--- begin ---

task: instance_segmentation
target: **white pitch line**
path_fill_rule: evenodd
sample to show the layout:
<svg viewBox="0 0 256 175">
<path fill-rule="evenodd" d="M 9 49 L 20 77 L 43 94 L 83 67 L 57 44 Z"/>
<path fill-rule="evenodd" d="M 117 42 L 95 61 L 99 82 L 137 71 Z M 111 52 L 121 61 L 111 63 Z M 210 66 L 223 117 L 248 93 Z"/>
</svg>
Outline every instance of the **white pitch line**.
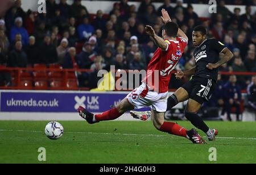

--- end ---

Convert the entries above into a numbered list with one item per line, dropping blank lines and leaving out the picture.

▶ **Task output**:
1. task: instance_segmentation
2. target: **white pitch line**
3. path_fill_rule: evenodd
4. sample to show the layout:
5. <svg viewBox="0 0 256 175">
6. <path fill-rule="evenodd" d="M 9 49 L 20 77 L 43 94 L 83 67 L 57 44 Z"/>
7. <path fill-rule="evenodd" d="M 117 42 L 95 61 L 99 82 L 137 71 Z M 111 52 L 121 61 L 111 63 Z M 210 66 L 223 117 L 248 93 Z"/>
8. </svg>
9. Outline every instance of the **white pitch line**.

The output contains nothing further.